-- The task --
Copy out all the lines in the records that include the word "cloud".

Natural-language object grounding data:
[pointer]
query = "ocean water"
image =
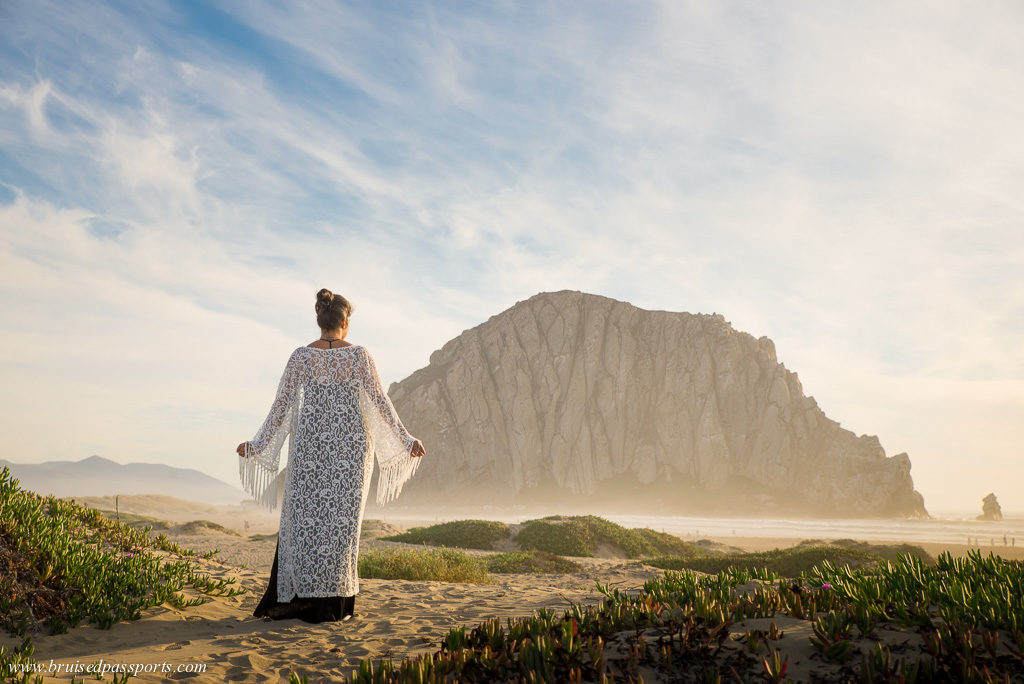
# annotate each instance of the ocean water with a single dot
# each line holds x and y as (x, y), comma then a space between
(949, 528)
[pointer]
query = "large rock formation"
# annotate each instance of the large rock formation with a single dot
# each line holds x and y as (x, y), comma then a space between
(990, 509)
(593, 403)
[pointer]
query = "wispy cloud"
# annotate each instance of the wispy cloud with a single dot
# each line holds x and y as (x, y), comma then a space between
(178, 180)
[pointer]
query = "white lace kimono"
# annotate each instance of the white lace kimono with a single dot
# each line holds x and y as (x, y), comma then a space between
(334, 409)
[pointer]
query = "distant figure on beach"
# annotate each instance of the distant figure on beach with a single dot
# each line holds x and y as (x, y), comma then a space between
(332, 405)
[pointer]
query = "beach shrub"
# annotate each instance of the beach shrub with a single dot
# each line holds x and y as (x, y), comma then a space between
(583, 535)
(64, 563)
(676, 627)
(201, 526)
(530, 562)
(459, 533)
(785, 562)
(439, 564)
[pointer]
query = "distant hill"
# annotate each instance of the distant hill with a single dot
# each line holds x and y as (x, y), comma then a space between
(96, 476)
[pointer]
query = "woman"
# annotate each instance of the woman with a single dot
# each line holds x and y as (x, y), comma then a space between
(334, 409)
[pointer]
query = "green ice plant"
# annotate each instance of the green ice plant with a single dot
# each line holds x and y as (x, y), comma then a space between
(69, 564)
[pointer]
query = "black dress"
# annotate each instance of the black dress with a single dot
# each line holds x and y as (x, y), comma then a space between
(312, 609)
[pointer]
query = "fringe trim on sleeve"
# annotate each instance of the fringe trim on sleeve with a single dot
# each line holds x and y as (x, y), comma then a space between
(259, 481)
(393, 476)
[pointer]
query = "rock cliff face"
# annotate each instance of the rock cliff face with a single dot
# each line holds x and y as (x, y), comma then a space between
(591, 402)
(990, 509)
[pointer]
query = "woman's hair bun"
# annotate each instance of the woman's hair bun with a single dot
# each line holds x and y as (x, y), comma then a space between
(324, 298)
(332, 309)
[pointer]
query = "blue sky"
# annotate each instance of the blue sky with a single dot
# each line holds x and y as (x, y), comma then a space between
(177, 179)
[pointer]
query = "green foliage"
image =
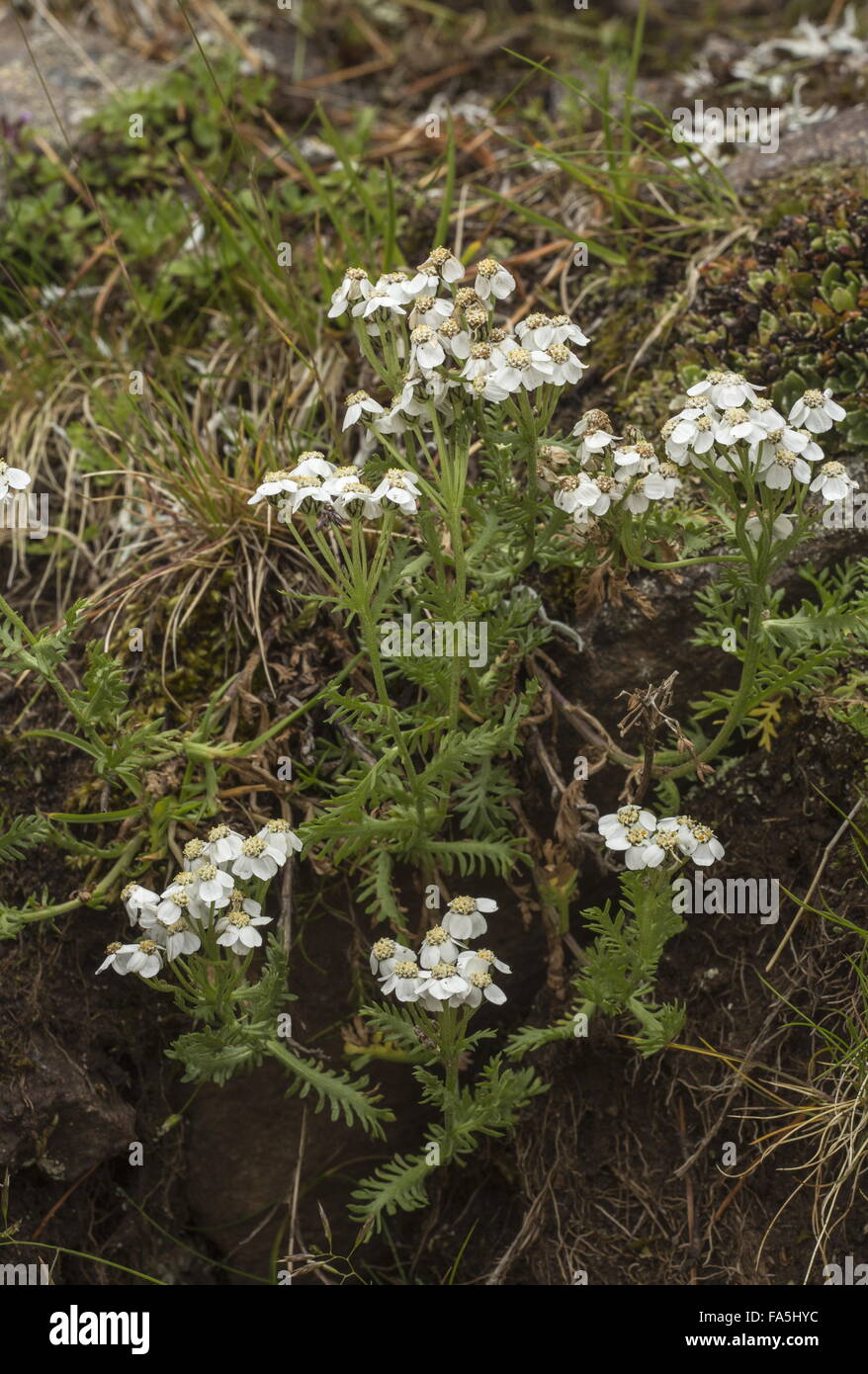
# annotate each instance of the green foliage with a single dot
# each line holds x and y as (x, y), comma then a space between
(487, 1108)
(618, 973)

-- Written response --
query = "wispy cloud"
# annotate each instance of the wispy cloud with a single dot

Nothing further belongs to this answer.